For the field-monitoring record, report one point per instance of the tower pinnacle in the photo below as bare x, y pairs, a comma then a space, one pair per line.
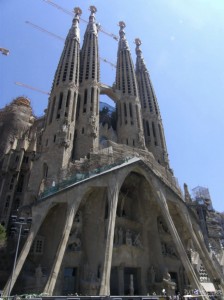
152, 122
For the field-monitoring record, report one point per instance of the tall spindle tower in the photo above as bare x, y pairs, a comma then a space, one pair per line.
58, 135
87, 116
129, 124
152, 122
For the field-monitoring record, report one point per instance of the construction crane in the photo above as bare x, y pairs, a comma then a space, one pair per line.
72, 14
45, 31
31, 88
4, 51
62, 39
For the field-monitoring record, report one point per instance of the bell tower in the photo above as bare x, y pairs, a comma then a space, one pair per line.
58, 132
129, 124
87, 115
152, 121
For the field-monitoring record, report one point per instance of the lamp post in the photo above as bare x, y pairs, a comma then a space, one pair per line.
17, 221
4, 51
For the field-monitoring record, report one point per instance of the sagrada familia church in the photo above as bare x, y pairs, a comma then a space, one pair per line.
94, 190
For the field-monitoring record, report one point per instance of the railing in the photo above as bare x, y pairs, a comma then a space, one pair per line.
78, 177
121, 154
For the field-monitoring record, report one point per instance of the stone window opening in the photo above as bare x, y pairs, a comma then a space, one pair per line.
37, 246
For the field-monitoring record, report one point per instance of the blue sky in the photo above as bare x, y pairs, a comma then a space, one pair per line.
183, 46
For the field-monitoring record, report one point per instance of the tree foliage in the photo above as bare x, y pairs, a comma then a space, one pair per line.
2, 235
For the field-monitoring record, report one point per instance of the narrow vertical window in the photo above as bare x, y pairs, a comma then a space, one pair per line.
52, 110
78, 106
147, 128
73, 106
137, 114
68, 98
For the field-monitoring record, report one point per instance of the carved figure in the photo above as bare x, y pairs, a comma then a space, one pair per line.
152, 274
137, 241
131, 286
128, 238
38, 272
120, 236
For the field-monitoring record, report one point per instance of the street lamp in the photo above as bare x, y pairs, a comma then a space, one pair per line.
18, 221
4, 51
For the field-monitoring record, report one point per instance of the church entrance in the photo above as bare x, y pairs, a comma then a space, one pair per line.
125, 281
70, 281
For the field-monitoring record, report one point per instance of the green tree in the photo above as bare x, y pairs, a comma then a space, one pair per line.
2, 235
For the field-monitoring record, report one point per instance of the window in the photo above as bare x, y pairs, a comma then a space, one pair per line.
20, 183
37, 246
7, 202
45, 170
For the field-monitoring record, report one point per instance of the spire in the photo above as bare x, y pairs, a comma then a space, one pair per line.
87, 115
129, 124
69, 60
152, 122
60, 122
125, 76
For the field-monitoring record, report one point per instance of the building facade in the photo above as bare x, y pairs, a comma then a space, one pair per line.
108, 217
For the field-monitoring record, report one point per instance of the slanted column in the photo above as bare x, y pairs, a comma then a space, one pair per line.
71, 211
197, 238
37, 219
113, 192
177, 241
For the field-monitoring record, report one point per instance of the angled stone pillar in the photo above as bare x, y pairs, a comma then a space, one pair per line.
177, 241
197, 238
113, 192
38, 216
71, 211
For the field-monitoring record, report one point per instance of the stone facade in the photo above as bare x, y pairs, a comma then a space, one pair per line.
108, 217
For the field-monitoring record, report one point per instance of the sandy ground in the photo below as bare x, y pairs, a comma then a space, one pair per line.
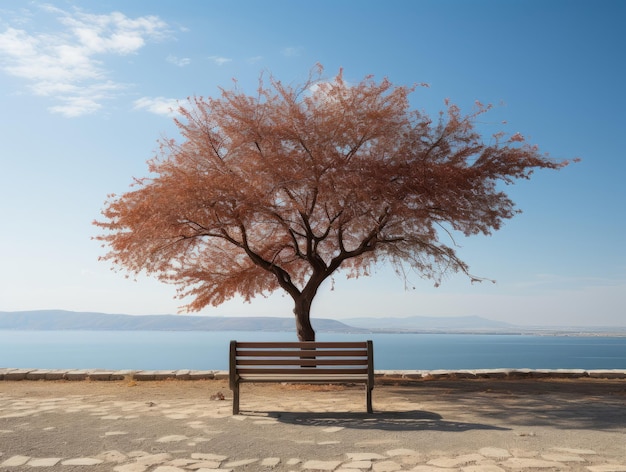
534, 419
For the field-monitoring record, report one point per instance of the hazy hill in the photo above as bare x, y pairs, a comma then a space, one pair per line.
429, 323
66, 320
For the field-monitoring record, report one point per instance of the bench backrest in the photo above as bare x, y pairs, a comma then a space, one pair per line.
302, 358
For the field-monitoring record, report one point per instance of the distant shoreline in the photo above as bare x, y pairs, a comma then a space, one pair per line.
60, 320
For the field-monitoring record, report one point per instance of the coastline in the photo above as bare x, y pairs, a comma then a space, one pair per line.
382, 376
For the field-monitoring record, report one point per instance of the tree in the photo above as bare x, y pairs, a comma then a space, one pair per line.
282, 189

- - -

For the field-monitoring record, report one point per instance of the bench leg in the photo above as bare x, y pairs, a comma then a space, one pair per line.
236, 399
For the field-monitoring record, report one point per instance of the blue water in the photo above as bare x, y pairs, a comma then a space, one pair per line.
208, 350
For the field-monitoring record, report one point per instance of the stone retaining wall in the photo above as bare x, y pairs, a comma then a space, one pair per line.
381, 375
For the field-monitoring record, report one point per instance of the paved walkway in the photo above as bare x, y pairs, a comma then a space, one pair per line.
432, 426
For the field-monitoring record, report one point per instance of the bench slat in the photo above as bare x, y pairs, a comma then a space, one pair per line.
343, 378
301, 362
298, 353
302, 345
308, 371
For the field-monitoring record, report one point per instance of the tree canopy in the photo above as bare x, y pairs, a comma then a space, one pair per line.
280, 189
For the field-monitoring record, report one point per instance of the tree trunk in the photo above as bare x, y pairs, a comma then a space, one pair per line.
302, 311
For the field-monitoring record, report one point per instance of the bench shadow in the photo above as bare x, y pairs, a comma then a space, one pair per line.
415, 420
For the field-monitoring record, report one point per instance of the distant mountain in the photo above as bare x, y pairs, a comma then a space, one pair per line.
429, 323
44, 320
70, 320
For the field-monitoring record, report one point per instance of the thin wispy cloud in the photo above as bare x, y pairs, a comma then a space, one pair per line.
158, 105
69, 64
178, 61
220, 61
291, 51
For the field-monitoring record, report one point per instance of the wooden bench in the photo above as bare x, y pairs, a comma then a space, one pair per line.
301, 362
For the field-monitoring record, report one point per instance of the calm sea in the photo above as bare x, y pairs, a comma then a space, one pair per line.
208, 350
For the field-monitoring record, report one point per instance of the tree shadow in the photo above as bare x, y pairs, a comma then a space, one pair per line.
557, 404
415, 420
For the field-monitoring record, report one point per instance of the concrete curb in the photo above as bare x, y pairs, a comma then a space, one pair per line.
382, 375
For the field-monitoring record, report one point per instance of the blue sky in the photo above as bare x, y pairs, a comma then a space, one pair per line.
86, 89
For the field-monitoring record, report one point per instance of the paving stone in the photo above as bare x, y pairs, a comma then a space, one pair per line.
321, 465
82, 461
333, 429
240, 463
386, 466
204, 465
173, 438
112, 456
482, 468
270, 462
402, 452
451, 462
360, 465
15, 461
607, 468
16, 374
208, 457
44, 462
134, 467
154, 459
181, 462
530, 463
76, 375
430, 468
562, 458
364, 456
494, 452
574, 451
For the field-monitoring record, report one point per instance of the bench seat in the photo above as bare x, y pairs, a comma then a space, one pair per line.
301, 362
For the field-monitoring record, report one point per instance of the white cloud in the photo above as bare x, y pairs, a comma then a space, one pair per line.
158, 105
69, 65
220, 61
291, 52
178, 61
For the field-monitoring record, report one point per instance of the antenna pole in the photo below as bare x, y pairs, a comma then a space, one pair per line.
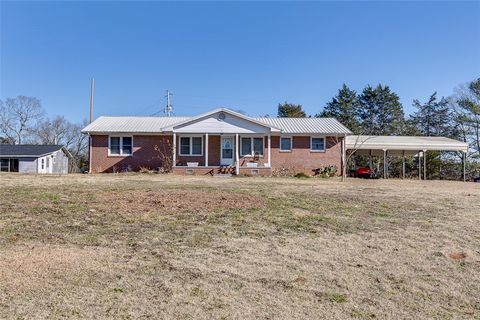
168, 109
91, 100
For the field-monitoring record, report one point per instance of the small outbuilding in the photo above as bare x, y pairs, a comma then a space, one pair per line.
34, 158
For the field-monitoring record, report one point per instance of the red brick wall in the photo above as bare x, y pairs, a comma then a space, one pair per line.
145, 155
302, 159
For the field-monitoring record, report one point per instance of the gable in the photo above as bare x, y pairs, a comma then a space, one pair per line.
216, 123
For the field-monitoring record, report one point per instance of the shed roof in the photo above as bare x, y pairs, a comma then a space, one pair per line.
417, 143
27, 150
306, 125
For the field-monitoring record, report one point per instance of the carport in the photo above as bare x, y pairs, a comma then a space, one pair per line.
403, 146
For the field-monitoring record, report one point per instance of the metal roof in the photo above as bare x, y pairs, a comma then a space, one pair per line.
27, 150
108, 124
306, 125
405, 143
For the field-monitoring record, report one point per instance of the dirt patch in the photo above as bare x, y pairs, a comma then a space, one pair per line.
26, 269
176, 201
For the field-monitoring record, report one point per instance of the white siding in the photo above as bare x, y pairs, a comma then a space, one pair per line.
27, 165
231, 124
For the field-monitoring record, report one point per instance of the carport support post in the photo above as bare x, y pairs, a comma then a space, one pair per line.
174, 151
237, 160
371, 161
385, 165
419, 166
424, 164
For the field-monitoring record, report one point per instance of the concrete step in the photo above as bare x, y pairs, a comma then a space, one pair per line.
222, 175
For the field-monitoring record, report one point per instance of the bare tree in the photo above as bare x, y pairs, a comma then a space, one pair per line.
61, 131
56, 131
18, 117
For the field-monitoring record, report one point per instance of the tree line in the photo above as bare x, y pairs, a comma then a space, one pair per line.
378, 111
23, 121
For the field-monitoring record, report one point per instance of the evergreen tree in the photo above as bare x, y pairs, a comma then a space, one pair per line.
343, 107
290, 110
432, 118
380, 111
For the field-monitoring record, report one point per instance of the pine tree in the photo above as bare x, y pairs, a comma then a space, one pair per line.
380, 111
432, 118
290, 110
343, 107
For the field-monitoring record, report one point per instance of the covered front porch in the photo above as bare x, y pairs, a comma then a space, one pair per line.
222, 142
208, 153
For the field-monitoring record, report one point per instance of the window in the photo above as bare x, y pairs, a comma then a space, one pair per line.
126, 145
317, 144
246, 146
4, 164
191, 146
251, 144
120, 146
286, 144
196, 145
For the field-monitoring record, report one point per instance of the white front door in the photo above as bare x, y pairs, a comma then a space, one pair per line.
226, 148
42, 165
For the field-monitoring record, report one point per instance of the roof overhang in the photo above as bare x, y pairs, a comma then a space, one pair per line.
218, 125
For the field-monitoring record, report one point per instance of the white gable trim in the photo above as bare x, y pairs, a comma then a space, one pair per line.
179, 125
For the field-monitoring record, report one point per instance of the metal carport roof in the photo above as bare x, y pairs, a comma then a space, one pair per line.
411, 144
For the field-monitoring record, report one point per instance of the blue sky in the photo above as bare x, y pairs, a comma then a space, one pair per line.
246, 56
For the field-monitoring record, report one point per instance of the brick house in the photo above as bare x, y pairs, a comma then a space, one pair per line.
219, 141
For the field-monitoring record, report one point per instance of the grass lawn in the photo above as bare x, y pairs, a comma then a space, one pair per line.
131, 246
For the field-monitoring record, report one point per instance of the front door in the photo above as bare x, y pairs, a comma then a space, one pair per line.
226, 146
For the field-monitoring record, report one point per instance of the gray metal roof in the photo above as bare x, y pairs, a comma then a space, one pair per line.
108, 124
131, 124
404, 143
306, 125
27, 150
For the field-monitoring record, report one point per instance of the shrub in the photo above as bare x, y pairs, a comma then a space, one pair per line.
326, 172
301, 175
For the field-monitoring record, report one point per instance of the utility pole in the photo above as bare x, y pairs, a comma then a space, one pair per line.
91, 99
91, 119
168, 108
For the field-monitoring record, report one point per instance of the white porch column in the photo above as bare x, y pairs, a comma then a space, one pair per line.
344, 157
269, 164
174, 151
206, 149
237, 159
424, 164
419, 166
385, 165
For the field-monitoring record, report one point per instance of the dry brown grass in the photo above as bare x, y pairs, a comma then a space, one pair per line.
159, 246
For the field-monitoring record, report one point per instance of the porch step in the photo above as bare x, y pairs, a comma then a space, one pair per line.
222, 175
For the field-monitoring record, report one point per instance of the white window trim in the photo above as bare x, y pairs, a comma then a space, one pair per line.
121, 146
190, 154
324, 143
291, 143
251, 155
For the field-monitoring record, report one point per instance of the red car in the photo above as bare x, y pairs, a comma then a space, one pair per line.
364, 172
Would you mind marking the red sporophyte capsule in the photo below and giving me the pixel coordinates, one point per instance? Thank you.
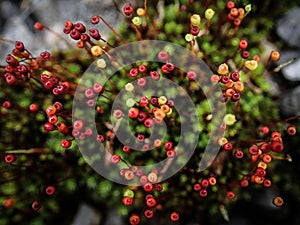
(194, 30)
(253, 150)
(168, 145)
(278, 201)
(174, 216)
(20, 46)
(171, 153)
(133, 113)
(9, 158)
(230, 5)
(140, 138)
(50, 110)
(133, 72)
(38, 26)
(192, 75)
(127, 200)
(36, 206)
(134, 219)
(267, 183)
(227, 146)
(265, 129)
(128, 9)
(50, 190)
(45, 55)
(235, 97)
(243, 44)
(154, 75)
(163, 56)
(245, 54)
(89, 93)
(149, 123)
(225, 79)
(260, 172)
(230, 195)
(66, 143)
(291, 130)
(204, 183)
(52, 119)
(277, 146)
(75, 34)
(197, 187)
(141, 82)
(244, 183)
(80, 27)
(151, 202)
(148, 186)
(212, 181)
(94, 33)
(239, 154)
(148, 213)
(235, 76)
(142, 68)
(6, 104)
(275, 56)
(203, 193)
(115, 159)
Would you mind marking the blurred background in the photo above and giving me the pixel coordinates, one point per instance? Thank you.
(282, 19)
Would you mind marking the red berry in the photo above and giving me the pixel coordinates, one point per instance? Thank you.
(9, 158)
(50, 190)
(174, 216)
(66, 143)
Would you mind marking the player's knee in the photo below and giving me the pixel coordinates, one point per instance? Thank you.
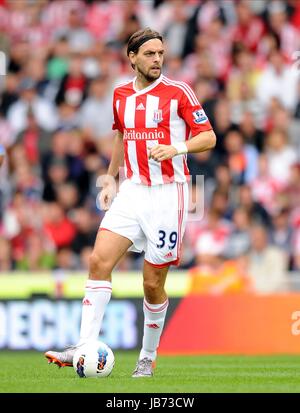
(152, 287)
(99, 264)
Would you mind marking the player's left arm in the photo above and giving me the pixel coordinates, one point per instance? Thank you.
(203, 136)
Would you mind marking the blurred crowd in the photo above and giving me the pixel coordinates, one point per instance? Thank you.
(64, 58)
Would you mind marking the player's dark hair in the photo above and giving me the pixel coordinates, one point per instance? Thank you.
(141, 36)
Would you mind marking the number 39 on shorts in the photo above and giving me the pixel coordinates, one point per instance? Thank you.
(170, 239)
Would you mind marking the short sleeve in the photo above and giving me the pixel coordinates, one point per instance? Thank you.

- - -

Output exactly the lines above that lie between the line with "Would you mind marking the player's knee" and the line with "Would you mind marking the short", those two lines included, and no pictures.

Would you mind marking the player's knee in the photo below and giving me the pixel coordinates, one point per instance? Thank you.
(152, 287)
(99, 264)
Would you mind marking the player's left arm in the photo above and giving me the pixel coordinates, one point per instance? Thank you.
(203, 136)
Would you mind marking the blurred crowd in the photo above and giving me the pixel coordinates, one point per instance? Thank you.
(64, 58)
Would you mind marking the player's dark hair in the photo above and giving me the pixel coordinates, one point per instance? Thank you.
(141, 36)
Would you mind marking the number 39 on shorts in the photo above and giving me the pixel coordinates, one point per instance? Thank you.
(170, 239)
Would you mind marking the short sleeve in the photo above and giving me the pixel coordinates, one point per instance? Thank you.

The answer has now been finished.